### Your goal
Reproduce all of the records below, replacing "overcast sky" with "cloudy sky" wherever it occurs and leaving everything else unchanged. Omit the pictures from your answer.

[begin Rows]

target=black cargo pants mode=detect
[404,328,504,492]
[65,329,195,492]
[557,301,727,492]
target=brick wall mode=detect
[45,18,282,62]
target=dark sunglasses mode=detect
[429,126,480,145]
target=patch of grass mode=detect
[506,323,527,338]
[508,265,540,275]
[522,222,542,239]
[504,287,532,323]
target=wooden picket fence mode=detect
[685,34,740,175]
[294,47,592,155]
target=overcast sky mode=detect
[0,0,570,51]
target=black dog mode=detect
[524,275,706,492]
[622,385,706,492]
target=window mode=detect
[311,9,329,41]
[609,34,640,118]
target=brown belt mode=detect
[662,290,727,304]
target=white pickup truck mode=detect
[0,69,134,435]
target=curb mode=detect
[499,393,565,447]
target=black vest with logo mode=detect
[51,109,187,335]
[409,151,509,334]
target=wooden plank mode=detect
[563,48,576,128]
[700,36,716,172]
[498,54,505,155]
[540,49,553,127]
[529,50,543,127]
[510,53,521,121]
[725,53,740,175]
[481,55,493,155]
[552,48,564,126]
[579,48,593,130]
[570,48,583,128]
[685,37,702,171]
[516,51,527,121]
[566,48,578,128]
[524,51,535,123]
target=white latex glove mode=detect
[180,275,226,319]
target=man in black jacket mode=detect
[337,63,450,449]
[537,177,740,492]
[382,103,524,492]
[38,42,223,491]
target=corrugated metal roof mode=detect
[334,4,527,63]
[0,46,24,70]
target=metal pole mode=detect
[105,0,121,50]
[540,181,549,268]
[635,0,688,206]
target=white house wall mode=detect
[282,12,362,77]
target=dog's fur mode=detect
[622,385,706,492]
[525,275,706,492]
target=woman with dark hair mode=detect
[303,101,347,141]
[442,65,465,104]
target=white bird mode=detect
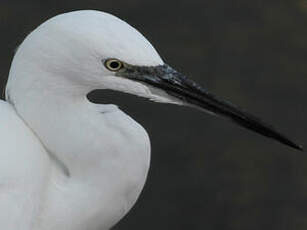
[0,10,301,230]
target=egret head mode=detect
[7,11,301,149]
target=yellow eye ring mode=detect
[104,59,124,72]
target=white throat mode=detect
[6,46,150,230]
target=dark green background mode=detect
[0,0,307,230]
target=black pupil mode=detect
[110,61,120,69]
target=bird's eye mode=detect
[104,59,124,72]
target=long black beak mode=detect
[119,65,303,151]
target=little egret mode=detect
[0,10,301,230]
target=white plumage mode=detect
[0,8,301,230]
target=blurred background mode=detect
[0,0,307,230]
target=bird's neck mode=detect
[8,76,150,229]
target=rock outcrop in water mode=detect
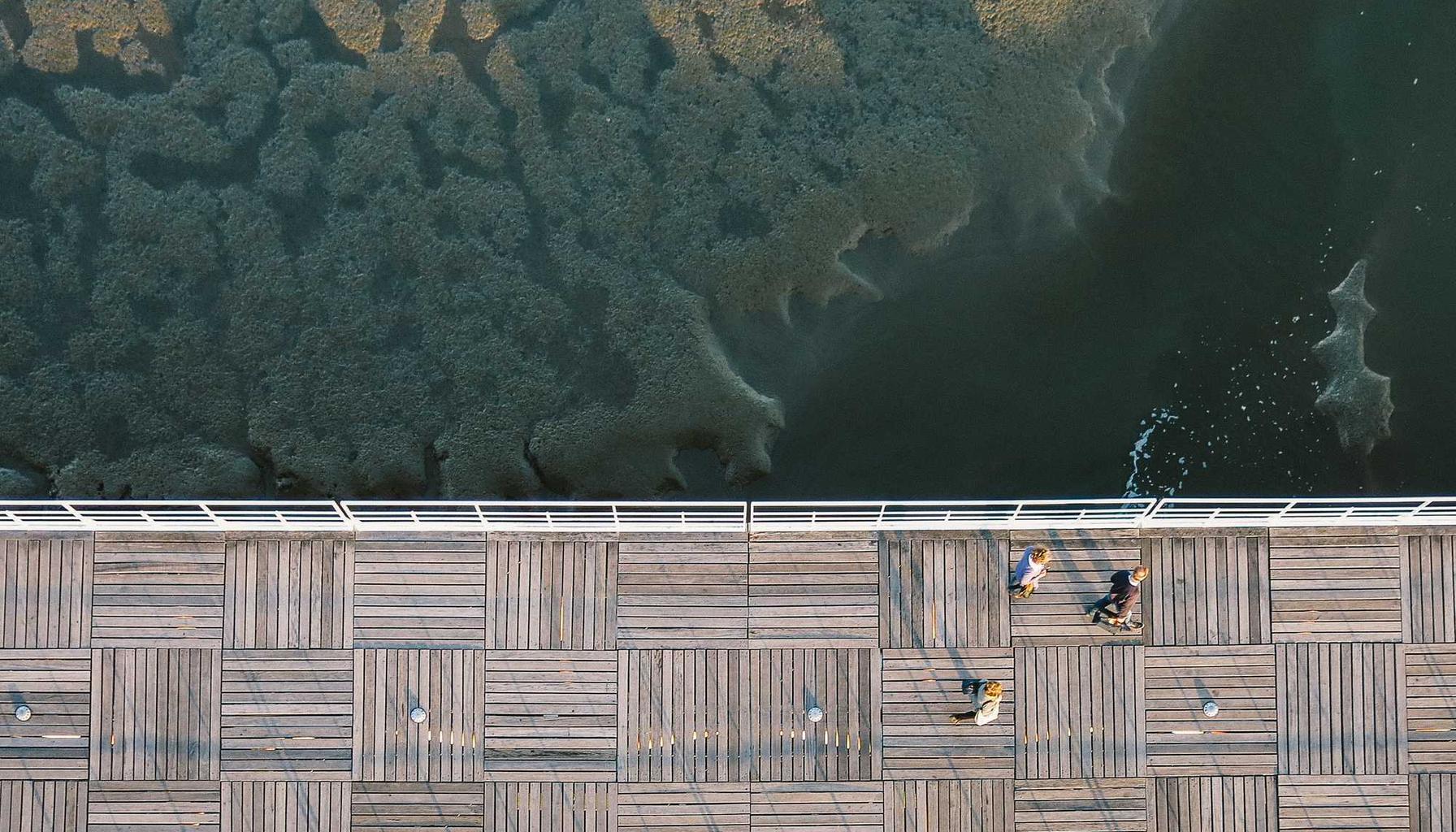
[0,0,1159,496]
[1313,259,1395,455]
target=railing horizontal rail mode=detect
[0,497,1456,533]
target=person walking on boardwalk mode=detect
[1092,566,1150,630]
[951,679,1002,726]
[1011,547,1051,597]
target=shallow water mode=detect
[725,0,1456,497]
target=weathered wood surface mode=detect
[0,529,1456,832]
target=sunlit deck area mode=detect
[0,501,1456,832]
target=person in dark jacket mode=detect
[1092,566,1149,628]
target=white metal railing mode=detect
[1142,497,1456,527]
[340,500,748,532]
[750,497,1158,532]
[0,500,349,532]
[0,497,1456,533]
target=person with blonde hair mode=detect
[1011,547,1051,597]
[951,679,1004,726]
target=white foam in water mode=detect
[1123,408,1182,497]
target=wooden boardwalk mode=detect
[0,527,1456,832]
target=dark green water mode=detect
[719,0,1456,497]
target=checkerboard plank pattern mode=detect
[1143,644,1278,775]
[221,650,353,781]
[617,782,750,832]
[483,650,618,782]
[0,779,86,832]
[1016,645,1147,781]
[485,535,618,650]
[90,648,223,786]
[879,532,1011,648]
[349,782,486,832]
[1403,644,1456,772]
[1276,643,1406,775]
[618,533,748,648]
[1015,778,1147,832]
[886,779,1015,832]
[1278,775,1410,832]
[1401,535,1456,644]
[618,650,757,782]
[86,782,223,832]
[485,782,618,832]
[353,531,487,648]
[221,779,349,832]
[881,647,1018,779]
[1006,531,1141,647]
[353,650,485,781]
[750,782,886,832]
[748,650,881,781]
[223,535,353,650]
[1147,777,1278,832]
[0,650,90,779]
[0,533,94,650]
[1142,533,1272,645]
[92,532,226,648]
[748,533,879,647]
[1270,529,1402,641]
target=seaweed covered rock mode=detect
[0,0,1159,496]
[1313,259,1395,455]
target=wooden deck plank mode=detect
[1147,775,1278,832]
[0,650,92,781]
[748,533,879,647]
[1015,645,1146,779]
[1004,531,1141,647]
[353,648,485,794]
[90,647,221,781]
[223,533,353,650]
[616,533,748,648]
[480,650,618,782]
[86,782,221,832]
[92,532,226,648]
[617,782,752,832]
[1270,529,1403,641]
[221,779,351,832]
[485,535,618,650]
[1276,643,1406,775]
[879,532,1011,648]
[1015,778,1147,832]
[881,647,1018,779]
[353,532,487,648]
[221,650,353,781]
[0,533,94,650]
[0,779,88,832]
[1401,533,1456,644]
[1143,535,1272,645]
[349,782,486,832]
[1143,645,1278,777]
[1402,644,1456,772]
[1278,775,1410,832]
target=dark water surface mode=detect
[707,0,1456,498]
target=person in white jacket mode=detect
[951,679,1003,726]
[1011,547,1051,597]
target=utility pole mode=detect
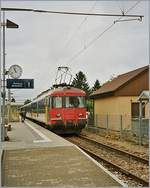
[2,11,6,141]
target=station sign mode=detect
[7,79,34,89]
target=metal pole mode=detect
[2,12,6,141]
[139,100,142,145]
[8,89,11,125]
[120,115,122,140]
[0,0,2,142]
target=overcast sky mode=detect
[2,0,149,103]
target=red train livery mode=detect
[21,85,87,134]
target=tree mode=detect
[24,99,31,105]
[72,71,91,96]
[92,80,101,91]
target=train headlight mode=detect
[56,113,61,117]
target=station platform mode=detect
[2,120,125,187]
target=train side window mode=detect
[53,97,62,108]
[66,96,85,108]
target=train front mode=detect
[49,87,87,134]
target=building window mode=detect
[131,102,145,118]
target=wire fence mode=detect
[87,114,149,145]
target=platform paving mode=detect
[2,122,124,187]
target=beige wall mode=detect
[94,96,148,130]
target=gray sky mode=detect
[2,0,149,100]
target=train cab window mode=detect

[end Rows]

### Complete response
target=black cargo pants mode=detect
[404,328,504,492]
[65,329,195,492]
[557,301,727,492]
target=brick wall mode=detect
[45,18,282,62]
target=dark sunglasses mode=detect
[429,126,480,145]
target=patch of grass mode=detect
[506,323,527,338]
[508,265,540,275]
[522,222,542,239]
[504,287,532,323]
target=wooden picket fence mode=detect
[685,34,740,175]
[294,47,592,155]
target=cloudy sky mode=detect
[0,0,570,51]
target=black dog mode=detect
[524,275,706,492]
[622,385,706,492]
target=window mode=detect
[311,9,329,41]
[609,34,640,118]
target=brown belt mode=detect
[662,290,727,304]
target=white pickup truck mode=detect
[0,69,134,435]
target=curb mode=detect
[499,393,565,447]
target=black vest with logo mode=detect
[51,109,187,335]
[409,151,509,334]
target=wooden plank mode=detect
[563,48,576,128]
[700,36,716,172]
[498,54,505,155]
[540,49,553,127]
[529,50,543,127]
[510,53,521,121]
[725,53,740,175]
[481,55,493,155]
[552,48,564,126]
[579,48,593,130]
[570,48,583,128]
[685,37,702,171]
[516,51,527,121]
[566,48,578,128]
[524,51,535,123]
target=white latex glove mode=detect
[180,275,226,319]
target=man in black jacket mode=detect
[337,63,450,449]
[537,177,740,492]
[382,103,524,492]
[38,42,223,491]
target=corrugated metal roof mode=detect
[334,4,527,63]
[0,46,24,70]
target=metal pole mode=detect
[105,0,121,50]
[540,181,549,268]
[635,0,688,206]
target=white house wall mode=detect
[282,12,362,77]
target=dog's fur mode=detect
[622,385,706,492]
[525,275,706,492]
target=woman with dark hair mode=detect
[303,101,347,141]
[442,65,465,104]
target=white bird mode=detect
[0,10,301,230]
target=egret head mode=detect
[7,11,301,149]
target=yellow eye ring mode=detect
[104,59,124,72]
target=white throat mode=detect
[6,46,150,230]
target=dark green background mode=detect
[0,0,307,230]
target=black pupil mode=detect
[110,61,120,69]
target=bird's eye mode=detect
[104,59,124,72]
target=long black beak mode=detect
[119,65,303,151]
target=little egret mode=detect
[0,10,301,230]
target=white plumage mode=detect
[0,8,301,230]
target=blurred background mode=detect
[0,0,307,230]
target=bird's neck mode=detect
[8,76,150,229]
target=rock outcrop in water mode=detect
[0,0,1159,496]
[1313,259,1395,455]
target=railing horizontal rail mode=detect
[0,497,1456,533]
target=person walking on boardwalk mode=detect
[1092,566,1150,630]
[951,679,1002,726]
[1011,547,1051,597]
target=shallow water mode=detect
[725,0,1456,497]
target=weathered wood surface mode=detect
[0,529,1456,832]
target=sunlit deck area mode=detect
[0,501,1456,832]
target=person in dark jacket mode=detect
[1092,566,1149,628]
target=white metal railing mode=detect
[1142,497,1456,527]
[340,500,748,532]
[750,497,1158,532]
[0,500,349,532]
[0,497,1456,533]
target=person with blonde hair mode=detect
[1011,547,1051,597]
[951,679,1004,726]
target=white foam in water mode=detect
[1123,408,1182,497]
target=wooden boardwalk mode=detect
[0,527,1456,832]
target=dark green water mode=detect
[719,0,1456,497]
target=checkerboard plank pattern mode=detect
[1143,644,1278,775]
[221,650,353,781]
[617,782,750,832]
[483,650,618,782]
[0,779,86,832]
[1016,645,1147,781]
[485,535,618,650]
[90,648,223,786]
[879,532,1011,648]
[349,782,486,832]
[1403,644,1456,772]
[1276,643,1406,775]
[618,533,748,648]
[1015,778,1147,832]
[886,779,1015,832]
[1278,775,1410,832]
[1401,535,1456,644]
[618,650,757,782]
[86,782,223,832]
[485,782,618,832]
[353,531,487,648]
[221,779,349,832]
[881,647,1018,779]
[1006,531,1141,647]
[353,650,485,781]
[750,782,886,832]
[748,650,881,781]
[223,535,353,650]
[1147,777,1278,832]
[0,650,90,779]
[0,533,94,650]
[1142,533,1272,645]
[92,532,226,648]
[748,533,879,647]
[1270,529,1402,641]
target=seaweed covered rock mode=detect
[0,0,1159,496]
[1313,259,1395,455]
target=wooden deck plank mode=detect
[1147,775,1278,832]
[0,650,92,781]
[748,533,879,647]
[1015,645,1146,779]
[1004,531,1141,647]
[353,648,485,794]
[90,647,221,781]
[223,533,353,650]
[616,533,748,648]
[480,650,618,782]
[86,782,221,832]
[92,532,226,648]
[617,782,752,832]
[1270,529,1403,641]
[221,779,351,832]
[485,535,618,650]
[1276,643,1406,775]
[879,532,1011,648]
[1015,778,1147,832]
[881,647,1018,779]
[353,532,487,648]
[221,650,353,781]
[0,533,94,650]
[0,779,88,832]
[1401,533,1456,644]
[1143,535,1272,645]
[349,782,486,832]
[1143,645,1278,777]
[1402,644,1456,772]
[1278,775,1410,832]
target=dark water surface mode=detect
[707,0,1456,498]
target=person in white jacket mode=detect
[951,679,1003,726]
[1011,547,1051,597]
target=utility pole mode=detect
[2,11,6,141]
target=station sign mode=detect
[7,79,34,89]
target=metal pole mode=detect
[2,12,6,141]
[139,100,142,145]
[8,89,11,125]
[120,115,122,140]
[0,0,2,142]
target=cloudy sky mode=detect
[2,0,149,103]
target=red train livery mode=detect
[21,85,87,134]
target=tree mode=detect
[24,99,31,105]
[72,71,91,96]
[92,80,101,91]
target=train headlight mode=detect
[56,113,61,117]
target=station platform mode=detect
[2,120,125,187]
target=train side window mode=detect
[53,97,62,108]
[66,96,85,108]
target=train front mode=detect
[49,87,87,134]
target=building window mode=detect
[131,102,145,118]
target=wire fence mode=detect
[87,114,149,145]
target=platform paving mode=detect
[2,122,124,187]
target=beige wall mode=detect
[94,96,148,130]
target=gray sky mode=detect
[2,0,149,100]
target=train cab window mode=detect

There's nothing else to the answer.